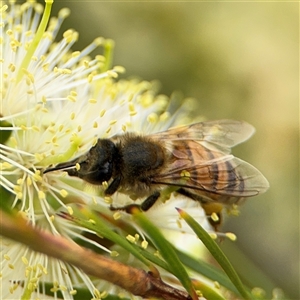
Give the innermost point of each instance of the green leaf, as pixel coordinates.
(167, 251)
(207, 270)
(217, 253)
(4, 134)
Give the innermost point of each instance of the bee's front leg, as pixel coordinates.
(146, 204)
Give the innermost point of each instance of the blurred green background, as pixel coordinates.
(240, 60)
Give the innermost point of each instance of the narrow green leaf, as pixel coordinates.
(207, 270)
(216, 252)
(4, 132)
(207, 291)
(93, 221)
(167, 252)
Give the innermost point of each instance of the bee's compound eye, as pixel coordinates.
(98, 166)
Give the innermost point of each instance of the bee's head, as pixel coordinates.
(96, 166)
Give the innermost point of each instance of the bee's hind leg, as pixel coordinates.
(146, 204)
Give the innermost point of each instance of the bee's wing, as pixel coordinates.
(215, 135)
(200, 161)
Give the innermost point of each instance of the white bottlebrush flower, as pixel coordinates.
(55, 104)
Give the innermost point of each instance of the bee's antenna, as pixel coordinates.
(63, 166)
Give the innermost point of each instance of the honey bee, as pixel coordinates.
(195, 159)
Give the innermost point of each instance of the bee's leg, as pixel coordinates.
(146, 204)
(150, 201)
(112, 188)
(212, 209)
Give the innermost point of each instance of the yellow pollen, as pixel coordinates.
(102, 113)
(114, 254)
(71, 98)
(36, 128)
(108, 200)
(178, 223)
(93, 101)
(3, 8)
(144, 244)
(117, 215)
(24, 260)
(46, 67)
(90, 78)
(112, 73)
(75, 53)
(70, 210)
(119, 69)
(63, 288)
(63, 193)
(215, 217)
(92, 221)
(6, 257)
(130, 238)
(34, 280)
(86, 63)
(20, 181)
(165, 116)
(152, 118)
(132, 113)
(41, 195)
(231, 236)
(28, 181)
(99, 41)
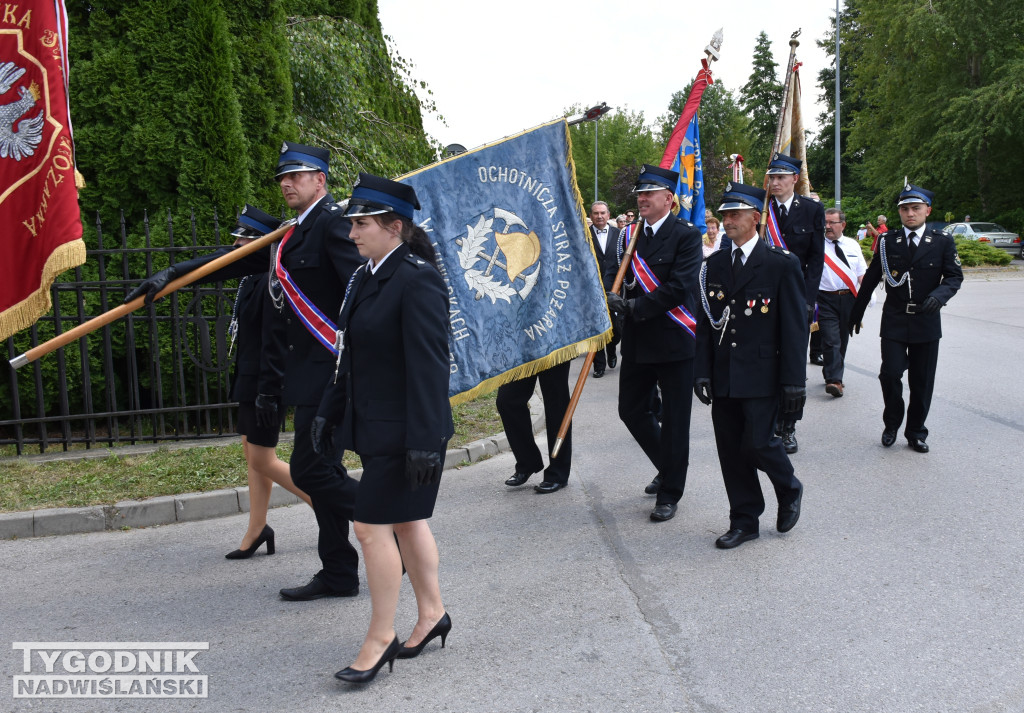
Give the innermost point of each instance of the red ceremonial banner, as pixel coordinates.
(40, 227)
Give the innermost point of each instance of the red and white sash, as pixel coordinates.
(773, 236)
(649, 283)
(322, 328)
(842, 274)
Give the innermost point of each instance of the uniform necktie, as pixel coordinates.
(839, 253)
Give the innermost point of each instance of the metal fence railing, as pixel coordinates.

^^^^^^^^^^^^^^^^

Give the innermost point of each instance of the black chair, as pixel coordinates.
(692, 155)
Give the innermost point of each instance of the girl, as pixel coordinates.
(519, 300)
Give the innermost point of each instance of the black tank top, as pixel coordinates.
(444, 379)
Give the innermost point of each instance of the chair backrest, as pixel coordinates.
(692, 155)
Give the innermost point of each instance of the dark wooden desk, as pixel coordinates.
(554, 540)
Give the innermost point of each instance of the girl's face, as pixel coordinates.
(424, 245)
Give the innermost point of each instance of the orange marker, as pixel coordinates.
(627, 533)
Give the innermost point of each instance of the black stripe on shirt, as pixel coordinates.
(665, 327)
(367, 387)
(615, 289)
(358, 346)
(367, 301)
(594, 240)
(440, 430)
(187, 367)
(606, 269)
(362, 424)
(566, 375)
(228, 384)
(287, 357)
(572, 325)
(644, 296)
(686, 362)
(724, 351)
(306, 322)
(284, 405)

^^^^^^^^^^^^^^^^

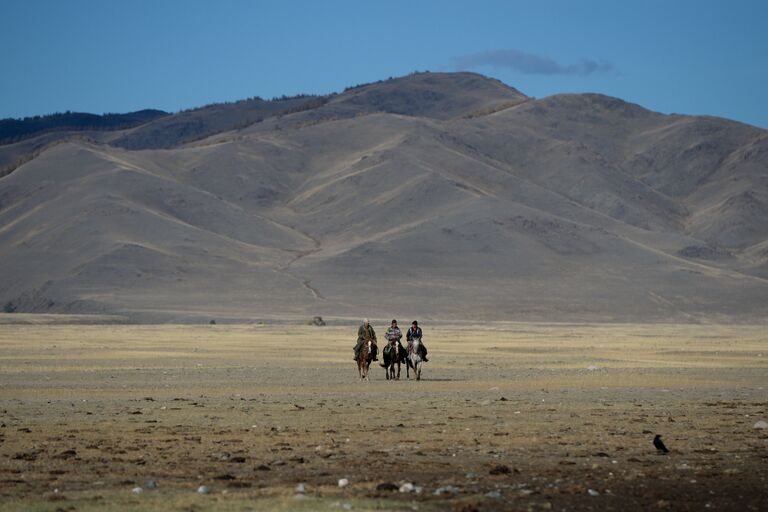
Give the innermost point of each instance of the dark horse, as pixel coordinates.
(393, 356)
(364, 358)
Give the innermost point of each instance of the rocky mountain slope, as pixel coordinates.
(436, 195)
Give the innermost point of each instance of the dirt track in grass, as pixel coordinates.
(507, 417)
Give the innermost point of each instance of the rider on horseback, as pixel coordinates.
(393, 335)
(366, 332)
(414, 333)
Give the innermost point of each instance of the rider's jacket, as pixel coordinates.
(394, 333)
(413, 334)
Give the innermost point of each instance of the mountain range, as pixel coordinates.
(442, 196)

^^^^^^^^^^^^^^^^

▸ Task prompt:
Starting at the line containing "Give the innermost point of each instance of the uniform" and ending with the line containing "Give the innermost point of each instance of the metal", rewrite the material with "necktie" swapped for "bow tie" and nothing else altered.

▸ Answer for this exercise:
Give the innermost point of each instance of the uniform bow tie, as pixel coordinates.
(839, 253)
Give the innermost point of each instance of the metal fence railing, as pixel coordinates.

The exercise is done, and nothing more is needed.